● **RAW DATA**

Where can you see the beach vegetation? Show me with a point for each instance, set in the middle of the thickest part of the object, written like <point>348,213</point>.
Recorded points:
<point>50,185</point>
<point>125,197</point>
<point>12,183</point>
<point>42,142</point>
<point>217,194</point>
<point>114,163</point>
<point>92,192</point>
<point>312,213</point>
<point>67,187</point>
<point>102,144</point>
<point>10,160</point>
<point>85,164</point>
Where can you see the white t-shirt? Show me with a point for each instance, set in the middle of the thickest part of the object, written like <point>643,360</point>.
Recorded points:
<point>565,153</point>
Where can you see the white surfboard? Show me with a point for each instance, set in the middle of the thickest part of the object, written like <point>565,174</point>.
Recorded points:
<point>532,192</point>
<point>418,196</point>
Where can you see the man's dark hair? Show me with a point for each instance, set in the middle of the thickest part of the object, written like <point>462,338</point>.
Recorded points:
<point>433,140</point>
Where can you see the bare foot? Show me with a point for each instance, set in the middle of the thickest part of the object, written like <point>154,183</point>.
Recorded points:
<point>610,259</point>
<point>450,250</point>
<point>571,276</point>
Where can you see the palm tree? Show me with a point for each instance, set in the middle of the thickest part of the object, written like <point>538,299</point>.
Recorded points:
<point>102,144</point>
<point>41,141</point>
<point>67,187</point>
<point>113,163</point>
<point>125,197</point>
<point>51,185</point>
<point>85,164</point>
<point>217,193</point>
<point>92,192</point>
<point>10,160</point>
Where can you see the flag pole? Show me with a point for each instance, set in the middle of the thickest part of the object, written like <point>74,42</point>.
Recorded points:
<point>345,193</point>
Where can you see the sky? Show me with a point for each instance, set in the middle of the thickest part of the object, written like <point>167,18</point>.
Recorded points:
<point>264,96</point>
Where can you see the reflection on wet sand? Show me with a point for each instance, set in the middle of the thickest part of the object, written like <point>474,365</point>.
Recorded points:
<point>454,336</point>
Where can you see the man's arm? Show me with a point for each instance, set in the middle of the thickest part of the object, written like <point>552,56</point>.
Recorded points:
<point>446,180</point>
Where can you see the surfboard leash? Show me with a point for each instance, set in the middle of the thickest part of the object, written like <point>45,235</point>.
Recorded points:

● **TASK DIRECTIONS**
Edit the rows from the line containing "Where can you see the surfboard" through the end of the rows, replacing "surfboard leash" with "board leash" and leaving everything else unchanged.

● **SOLUTION TO THIS TASK**
Where can you see the board leash? Show me with a point for each instance, set in the middle of the thickest part of the object, written like <point>45,235</point>.
Recorded points:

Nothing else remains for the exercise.